[Extracted data]
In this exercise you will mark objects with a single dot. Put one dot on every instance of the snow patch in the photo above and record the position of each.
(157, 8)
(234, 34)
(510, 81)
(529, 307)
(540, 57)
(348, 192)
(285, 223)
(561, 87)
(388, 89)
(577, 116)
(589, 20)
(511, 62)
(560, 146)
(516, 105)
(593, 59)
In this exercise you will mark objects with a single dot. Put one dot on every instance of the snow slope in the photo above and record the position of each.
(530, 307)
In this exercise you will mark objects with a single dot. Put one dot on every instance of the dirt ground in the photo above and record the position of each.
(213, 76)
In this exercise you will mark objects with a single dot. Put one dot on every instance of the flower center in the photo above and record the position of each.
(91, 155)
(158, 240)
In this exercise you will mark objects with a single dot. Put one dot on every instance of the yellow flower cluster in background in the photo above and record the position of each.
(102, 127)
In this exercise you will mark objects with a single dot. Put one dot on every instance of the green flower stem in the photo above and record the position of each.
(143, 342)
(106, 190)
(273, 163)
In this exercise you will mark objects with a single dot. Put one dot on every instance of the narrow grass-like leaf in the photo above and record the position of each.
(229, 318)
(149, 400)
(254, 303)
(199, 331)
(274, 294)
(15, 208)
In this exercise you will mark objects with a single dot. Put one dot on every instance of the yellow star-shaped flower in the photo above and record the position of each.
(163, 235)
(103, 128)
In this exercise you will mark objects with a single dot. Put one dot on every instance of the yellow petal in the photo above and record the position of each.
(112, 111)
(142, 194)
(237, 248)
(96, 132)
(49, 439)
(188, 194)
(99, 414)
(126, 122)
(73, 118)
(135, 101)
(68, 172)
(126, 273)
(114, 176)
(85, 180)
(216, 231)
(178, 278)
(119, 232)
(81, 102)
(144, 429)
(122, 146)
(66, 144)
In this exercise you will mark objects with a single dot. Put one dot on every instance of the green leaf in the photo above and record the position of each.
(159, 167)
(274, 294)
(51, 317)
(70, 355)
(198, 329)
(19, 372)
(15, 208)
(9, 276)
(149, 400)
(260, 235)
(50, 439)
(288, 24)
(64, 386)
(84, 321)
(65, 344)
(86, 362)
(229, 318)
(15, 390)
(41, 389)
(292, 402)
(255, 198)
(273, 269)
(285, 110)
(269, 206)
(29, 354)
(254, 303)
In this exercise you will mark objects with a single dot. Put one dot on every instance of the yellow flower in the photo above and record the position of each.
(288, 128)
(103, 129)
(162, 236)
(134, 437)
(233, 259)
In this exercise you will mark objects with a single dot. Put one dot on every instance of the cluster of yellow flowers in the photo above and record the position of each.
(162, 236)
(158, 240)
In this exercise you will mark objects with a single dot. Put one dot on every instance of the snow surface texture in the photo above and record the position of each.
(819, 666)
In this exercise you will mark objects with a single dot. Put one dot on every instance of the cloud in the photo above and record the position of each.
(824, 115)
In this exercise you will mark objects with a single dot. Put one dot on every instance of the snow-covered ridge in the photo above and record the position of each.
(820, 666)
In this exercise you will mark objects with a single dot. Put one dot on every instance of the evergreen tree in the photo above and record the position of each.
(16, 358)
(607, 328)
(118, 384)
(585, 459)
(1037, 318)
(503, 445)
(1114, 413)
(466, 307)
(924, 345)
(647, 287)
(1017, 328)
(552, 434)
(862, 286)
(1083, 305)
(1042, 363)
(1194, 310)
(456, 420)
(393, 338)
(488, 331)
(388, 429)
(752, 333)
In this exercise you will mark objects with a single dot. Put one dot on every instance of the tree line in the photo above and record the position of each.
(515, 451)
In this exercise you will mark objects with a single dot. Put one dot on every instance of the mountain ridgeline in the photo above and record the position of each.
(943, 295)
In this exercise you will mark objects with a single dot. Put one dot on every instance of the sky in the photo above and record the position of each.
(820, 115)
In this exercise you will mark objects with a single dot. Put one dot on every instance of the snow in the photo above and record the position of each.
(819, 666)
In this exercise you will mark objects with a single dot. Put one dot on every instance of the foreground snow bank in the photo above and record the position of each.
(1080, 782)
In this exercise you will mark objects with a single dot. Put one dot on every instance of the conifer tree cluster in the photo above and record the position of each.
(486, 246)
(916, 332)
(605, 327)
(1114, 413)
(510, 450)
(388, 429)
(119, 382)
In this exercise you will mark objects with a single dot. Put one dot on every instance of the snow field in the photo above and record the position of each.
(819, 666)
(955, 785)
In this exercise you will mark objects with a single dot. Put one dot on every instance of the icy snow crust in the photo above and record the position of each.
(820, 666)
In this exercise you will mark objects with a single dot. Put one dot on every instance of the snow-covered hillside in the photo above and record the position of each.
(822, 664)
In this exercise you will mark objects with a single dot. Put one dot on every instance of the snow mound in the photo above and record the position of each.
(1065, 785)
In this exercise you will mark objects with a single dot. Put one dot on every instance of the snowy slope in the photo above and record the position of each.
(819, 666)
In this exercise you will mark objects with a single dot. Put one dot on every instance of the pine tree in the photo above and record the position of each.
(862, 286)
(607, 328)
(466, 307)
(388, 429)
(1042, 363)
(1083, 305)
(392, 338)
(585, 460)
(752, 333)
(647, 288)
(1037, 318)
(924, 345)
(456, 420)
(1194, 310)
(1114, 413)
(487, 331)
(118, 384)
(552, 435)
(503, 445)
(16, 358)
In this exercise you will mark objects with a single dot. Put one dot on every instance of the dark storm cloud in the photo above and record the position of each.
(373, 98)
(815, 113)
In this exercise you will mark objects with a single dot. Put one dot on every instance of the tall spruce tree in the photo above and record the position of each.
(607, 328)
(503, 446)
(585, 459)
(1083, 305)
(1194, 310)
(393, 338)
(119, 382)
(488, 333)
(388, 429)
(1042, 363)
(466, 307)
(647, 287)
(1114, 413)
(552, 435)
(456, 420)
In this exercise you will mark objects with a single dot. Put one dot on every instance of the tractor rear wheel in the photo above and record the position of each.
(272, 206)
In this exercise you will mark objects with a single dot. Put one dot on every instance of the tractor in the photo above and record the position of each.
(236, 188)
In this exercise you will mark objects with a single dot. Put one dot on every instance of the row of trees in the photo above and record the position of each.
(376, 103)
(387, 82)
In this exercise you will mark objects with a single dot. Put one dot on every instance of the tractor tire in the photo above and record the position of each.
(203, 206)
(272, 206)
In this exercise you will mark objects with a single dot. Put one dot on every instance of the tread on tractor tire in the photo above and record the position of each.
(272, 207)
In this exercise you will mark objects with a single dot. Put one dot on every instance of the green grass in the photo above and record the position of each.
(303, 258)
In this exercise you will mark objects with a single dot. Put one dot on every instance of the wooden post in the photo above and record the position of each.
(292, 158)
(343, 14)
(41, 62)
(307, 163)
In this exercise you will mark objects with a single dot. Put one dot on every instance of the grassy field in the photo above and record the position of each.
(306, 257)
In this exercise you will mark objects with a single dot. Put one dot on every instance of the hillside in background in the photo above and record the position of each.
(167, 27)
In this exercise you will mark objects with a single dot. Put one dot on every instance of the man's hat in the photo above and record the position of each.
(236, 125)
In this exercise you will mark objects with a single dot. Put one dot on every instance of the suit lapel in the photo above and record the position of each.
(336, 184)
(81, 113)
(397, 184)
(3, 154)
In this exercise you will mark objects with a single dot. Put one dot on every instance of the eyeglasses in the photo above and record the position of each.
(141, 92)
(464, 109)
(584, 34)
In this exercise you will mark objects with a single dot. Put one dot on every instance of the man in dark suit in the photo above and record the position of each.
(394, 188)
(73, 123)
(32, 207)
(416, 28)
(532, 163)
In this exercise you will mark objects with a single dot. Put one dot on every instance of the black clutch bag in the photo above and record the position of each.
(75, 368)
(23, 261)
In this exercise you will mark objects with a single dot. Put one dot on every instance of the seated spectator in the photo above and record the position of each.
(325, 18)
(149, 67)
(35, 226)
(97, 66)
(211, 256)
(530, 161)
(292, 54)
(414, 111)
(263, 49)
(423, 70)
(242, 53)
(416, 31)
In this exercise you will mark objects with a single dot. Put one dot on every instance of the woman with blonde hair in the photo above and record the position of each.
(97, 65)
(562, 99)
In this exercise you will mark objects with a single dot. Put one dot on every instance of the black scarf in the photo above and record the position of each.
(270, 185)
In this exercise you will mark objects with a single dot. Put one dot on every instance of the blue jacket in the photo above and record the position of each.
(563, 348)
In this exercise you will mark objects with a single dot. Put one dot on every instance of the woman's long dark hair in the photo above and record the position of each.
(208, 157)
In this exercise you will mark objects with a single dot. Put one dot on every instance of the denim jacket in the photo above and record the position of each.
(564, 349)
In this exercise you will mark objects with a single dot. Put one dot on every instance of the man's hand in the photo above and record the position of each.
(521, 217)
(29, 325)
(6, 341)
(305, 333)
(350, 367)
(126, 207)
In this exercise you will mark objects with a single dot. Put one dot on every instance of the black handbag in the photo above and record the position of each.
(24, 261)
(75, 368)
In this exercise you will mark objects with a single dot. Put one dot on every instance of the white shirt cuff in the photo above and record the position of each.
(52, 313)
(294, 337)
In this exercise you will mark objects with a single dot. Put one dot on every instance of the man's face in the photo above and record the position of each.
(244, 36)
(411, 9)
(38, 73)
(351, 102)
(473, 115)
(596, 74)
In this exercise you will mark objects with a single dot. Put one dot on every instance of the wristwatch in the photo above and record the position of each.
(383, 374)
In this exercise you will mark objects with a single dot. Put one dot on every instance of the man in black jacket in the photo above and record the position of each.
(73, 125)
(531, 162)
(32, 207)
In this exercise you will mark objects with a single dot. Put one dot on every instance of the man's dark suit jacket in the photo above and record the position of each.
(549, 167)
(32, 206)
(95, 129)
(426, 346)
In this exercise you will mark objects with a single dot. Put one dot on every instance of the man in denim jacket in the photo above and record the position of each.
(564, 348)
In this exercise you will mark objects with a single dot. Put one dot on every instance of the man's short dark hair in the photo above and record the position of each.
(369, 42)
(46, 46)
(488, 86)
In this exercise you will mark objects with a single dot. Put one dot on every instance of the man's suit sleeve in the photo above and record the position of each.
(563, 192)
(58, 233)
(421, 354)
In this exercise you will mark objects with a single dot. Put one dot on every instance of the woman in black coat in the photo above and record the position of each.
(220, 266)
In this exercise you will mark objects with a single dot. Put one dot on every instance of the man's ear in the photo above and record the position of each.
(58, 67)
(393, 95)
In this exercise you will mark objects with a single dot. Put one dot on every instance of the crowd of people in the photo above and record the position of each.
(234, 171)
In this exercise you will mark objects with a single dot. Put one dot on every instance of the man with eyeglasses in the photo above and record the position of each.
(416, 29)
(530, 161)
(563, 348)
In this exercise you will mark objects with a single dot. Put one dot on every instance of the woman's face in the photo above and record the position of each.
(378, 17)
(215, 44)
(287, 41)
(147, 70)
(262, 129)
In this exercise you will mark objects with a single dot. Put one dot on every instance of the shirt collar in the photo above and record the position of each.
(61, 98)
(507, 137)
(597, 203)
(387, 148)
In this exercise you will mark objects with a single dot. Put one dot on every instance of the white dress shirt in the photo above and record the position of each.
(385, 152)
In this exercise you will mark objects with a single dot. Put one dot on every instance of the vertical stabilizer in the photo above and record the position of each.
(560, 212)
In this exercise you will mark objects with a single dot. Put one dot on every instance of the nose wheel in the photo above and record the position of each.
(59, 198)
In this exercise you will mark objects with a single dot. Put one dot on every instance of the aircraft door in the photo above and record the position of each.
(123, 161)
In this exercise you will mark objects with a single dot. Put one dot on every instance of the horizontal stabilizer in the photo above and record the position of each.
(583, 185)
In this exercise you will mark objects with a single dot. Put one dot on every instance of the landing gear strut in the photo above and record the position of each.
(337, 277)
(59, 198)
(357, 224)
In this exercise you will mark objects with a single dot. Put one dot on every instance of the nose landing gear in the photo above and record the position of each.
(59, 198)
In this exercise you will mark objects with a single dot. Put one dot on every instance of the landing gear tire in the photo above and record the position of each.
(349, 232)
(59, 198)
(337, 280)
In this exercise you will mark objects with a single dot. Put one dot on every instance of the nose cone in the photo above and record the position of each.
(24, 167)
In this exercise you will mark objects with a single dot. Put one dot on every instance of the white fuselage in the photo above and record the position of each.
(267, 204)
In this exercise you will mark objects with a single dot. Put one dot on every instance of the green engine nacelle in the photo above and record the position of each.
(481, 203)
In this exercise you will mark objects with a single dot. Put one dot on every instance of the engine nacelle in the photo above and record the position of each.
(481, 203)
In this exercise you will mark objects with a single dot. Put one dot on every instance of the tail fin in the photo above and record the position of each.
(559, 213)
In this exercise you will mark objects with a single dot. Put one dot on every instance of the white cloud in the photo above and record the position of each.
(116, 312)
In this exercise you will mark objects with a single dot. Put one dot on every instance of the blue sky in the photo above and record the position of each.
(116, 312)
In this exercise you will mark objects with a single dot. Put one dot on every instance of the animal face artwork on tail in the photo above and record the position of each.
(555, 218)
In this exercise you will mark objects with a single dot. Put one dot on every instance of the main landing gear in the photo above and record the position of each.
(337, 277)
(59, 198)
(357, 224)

[Assignment] For this exercise, reproduce exactly each line from the one containing "the blue sky" through the last line of the data, and no others.

[Answer for this exercise]
In this exercise you will mark objects with a single dot. Put one dot on every instance of the blue sky in the photo above and record the position of each.
(116, 312)
In this exercise you will mark objects with a single dot. Put one dot on every instance of the animal face artwork on tail in the photo above and record the position of each.
(555, 218)
In this exercise you will mark objects with a single dot. Put one dot on every instance of the main landing gear in the photo above and record the position of each.
(337, 277)
(59, 198)
(357, 224)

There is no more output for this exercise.